Arrange the data below as a Markdown table with the columns Row and Line, one numbered row per line and no rows for blank lines. Leave the pictures out of the table.

PROVIDED RECORDS:
——
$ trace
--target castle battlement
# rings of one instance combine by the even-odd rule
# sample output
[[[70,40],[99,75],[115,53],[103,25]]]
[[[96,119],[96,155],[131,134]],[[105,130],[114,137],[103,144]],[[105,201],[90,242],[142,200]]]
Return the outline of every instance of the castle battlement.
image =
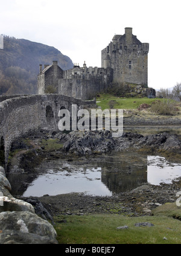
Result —
[[[45,94],[49,86],[56,93],[89,100],[97,93],[106,92],[113,82],[148,86],[149,43],[141,43],[125,28],[125,34],[115,35],[112,41],[101,51],[101,68],[74,64],[63,71],[54,61],[51,65],[40,65],[38,91]]]

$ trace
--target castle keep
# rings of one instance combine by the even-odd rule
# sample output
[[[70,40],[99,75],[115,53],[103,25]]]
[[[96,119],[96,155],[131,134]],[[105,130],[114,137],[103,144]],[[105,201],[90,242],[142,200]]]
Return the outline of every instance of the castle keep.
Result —
[[[47,93],[48,86],[52,86],[54,93],[89,100],[97,93],[106,92],[113,82],[147,88],[148,51],[149,44],[141,43],[132,34],[132,28],[125,28],[124,35],[115,35],[101,51],[101,68],[87,67],[84,62],[83,67],[75,65],[72,69],[63,71],[56,61],[43,69],[40,65],[38,94]],[[145,92],[145,96],[150,94],[149,89]]]
[[[149,43],[141,43],[125,28],[123,36],[115,35],[101,51],[103,68],[113,69],[114,81],[148,86]]]

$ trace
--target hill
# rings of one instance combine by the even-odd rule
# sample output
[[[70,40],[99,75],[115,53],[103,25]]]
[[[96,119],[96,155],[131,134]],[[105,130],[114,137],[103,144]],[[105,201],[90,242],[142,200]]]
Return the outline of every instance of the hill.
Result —
[[[52,60],[63,70],[73,67],[71,59],[54,47],[5,36],[0,50],[0,95],[37,93],[39,64]]]

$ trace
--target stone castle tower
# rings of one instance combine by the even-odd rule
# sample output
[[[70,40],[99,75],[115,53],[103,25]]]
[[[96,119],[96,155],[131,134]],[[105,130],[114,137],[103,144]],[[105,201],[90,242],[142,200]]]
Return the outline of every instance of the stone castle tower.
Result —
——
FULL OUTPUT:
| Row | Line |
|---|---|
| 1 | $ trace |
| 2 | --target castle battlement |
| 3 | # rings of one instance combine by the even-odd rule |
| 4 | # sample output |
| 5 | [[[70,40],[99,75],[115,53],[103,25]]] |
| 6 | [[[96,119],[96,155],[131,134]],[[105,130],[114,137],[103,144]],[[105,201],[90,242],[142,200]]] |
| 7 | Return the outline of every instance of the castle battlement. |
| 8 | image = |
| 9 | Result — |
| 10 | [[[45,94],[49,86],[56,93],[89,100],[97,93],[106,92],[113,82],[148,86],[149,43],[141,43],[125,28],[125,34],[115,35],[112,41],[101,51],[101,68],[74,64],[63,71],[54,61],[51,65],[40,65],[38,91]]] |
| 11 | $ trace |
| 12 | --target castle keep |
| 13 | # rings of one instance combine by the even-odd rule |
| 14 | # sample output |
| 15 | [[[70,40],[99,75],[115,53],[103,25]]] |
| 16 | [[[96,119],[96,155],[131,134]],[[105,130],[114,137],[103,144]],[[105,201],[90,242],[142,200]]] |
| 17 | Return the outline of every instance of the castle keep. |
| 18 | Result — |
| 19 | [[[47,93],[48,86],[52,86],[54,93],[89,100],[97,93],[106,92],[113,82],[147,88],[148,51],[149,44],[141,43],[132,34],[132,28],[125,28],[124,35],[115,35],[101,51],[101,68],[87,67],[84,62],[83,67],[75,65],[72,69],[63,71],[56,61],[43,69],[40,65],[38,94]],[[145,92],[145,96],[150,94],[149,89]]] |
| 20 | [[[149,43],[141,43],[125,28],[123,36],[115,35],[101,51],[103,68],[113,69],[114,81],[148,86]]] |
| 21 | $ trace |
| 22 | --target hill |
| 23 | # rings of one instance combine by the even-odd rule |
| 24 | # sample output |
| 25 | [[[70,40],[99,75],[115,53],[103,25]]] |
| 26 | [[[96,119],[96,155],[131,134]],[[105,130],[114,137],[103,144]],[[105,201],[90,242],[142,200]]] |
| 27 | Return the outline of every instance of the hill. |
| 28 | Result — |
| 29 | [[[52,60],[63,70],[73,67],[71,59],[54,47],[5,36],[0,50],[0,95],[37,93],[39,64]]] |
| 30 | $ trace |
| 31 | --target stone castle tower |
| 32 | # rings of one instance combine by the even-odd rule |
| 33 | # sample output |
| 34 | [[[70,40],[99,75],[115,53],[103,25]]] |
| 35 | [[[96,119],[96,155],[131,134]],[[105,130],[114,137],[103,144]],[[105,201],[90,242],[142,200]]] |
| 36 | Return the outline of every instance of the stone castle tower. |
| 37 | Result — |